TASK TO CARRY OUT: The answer is every line of the records that holds the word "horse", copied in full.

Phrase grounding data
^^^^

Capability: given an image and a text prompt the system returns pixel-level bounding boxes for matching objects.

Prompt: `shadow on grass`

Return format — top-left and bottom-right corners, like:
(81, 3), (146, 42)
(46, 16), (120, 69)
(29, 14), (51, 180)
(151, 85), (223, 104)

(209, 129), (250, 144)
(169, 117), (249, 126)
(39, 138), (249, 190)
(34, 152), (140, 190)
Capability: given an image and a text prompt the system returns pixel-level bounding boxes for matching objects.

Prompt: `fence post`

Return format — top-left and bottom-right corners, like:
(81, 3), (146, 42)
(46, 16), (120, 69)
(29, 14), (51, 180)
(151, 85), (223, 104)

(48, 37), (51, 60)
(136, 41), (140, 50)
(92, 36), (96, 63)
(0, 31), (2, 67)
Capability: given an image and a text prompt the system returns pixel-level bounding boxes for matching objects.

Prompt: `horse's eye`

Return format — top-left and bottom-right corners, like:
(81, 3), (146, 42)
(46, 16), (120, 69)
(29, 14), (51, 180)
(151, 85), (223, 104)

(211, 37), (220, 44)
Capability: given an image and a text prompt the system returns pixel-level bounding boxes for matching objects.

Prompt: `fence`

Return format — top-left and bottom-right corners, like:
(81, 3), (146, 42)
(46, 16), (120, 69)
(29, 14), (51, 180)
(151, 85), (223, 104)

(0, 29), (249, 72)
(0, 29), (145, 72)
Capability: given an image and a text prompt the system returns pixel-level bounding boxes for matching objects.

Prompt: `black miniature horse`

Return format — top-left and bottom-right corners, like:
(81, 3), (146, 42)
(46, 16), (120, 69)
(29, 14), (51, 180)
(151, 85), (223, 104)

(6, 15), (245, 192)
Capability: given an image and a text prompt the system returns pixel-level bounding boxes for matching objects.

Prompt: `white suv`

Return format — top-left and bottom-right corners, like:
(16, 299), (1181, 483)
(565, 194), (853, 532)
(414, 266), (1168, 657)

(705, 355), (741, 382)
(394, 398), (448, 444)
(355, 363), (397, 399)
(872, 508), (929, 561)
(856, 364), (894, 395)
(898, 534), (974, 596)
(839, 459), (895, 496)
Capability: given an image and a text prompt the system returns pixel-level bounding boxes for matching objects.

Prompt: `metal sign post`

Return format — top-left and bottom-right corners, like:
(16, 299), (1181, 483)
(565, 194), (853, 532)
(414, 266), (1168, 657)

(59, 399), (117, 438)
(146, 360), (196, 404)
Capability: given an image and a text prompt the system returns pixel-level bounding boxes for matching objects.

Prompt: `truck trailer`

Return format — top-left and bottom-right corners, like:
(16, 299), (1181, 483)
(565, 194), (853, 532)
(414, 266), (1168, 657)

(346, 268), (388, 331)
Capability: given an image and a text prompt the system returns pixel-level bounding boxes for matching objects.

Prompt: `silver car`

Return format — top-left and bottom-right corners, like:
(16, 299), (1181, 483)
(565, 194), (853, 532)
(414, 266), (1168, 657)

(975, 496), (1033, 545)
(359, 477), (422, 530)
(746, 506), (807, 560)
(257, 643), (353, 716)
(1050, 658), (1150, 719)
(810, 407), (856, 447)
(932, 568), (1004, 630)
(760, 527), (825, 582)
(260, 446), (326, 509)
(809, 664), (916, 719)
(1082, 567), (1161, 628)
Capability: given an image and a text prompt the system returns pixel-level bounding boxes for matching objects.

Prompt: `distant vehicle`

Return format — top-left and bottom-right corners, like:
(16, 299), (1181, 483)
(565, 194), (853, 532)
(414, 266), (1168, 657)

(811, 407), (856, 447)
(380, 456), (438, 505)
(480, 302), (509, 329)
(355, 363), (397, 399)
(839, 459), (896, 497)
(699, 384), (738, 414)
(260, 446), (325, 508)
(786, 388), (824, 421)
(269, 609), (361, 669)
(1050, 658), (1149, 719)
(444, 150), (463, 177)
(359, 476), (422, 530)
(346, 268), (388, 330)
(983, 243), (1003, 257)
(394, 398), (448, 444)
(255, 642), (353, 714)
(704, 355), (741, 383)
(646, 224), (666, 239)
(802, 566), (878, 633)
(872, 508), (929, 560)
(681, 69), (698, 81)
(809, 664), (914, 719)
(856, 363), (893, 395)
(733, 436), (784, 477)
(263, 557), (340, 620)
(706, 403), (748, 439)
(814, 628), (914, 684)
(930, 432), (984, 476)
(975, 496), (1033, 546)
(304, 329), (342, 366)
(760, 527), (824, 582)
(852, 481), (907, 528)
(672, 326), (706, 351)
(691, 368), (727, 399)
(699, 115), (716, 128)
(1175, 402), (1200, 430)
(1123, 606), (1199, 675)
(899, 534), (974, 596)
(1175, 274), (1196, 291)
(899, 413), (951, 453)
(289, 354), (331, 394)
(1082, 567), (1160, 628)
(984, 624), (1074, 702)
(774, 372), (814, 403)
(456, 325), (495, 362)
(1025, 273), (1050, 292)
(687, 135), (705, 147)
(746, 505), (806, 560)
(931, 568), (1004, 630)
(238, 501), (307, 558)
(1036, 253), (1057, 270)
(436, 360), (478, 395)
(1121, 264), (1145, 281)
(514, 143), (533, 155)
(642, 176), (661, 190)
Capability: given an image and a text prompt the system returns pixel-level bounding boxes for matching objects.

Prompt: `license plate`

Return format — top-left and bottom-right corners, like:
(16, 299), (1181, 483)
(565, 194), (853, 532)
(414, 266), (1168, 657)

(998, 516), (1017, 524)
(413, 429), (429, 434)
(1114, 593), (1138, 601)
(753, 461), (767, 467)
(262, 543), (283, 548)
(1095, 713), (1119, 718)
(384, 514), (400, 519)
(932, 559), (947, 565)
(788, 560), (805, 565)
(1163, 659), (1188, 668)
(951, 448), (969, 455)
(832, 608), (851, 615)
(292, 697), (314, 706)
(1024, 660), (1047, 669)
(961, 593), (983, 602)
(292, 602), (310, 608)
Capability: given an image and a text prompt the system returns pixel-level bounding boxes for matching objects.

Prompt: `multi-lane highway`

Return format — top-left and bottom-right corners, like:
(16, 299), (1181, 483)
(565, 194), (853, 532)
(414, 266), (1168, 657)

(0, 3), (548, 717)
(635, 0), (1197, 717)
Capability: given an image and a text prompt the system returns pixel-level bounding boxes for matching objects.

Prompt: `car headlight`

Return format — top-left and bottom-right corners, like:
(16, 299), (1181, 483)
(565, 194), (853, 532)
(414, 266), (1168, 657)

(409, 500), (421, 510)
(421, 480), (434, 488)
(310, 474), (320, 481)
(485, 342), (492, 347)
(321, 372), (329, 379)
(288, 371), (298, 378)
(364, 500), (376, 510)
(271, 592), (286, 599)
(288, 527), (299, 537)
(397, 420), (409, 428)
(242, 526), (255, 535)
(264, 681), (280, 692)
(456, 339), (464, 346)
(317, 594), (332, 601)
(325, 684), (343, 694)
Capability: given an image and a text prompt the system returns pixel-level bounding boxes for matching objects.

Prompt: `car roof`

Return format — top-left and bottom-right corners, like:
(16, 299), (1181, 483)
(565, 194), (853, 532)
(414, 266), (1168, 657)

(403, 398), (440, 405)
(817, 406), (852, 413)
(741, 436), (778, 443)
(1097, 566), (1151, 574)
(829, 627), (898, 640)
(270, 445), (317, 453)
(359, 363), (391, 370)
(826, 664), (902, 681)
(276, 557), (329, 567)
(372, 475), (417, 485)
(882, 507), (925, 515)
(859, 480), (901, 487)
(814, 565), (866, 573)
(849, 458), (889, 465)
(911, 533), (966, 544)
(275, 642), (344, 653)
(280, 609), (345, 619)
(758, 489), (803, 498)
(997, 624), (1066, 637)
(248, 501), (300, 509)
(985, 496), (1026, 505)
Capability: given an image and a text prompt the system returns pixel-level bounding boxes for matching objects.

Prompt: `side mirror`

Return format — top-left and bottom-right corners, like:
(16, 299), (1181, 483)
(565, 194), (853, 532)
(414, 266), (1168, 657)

^^^^

YOUR RESPONSE:
Prompt: `horse's eye`
Prompt: `black miniature horse`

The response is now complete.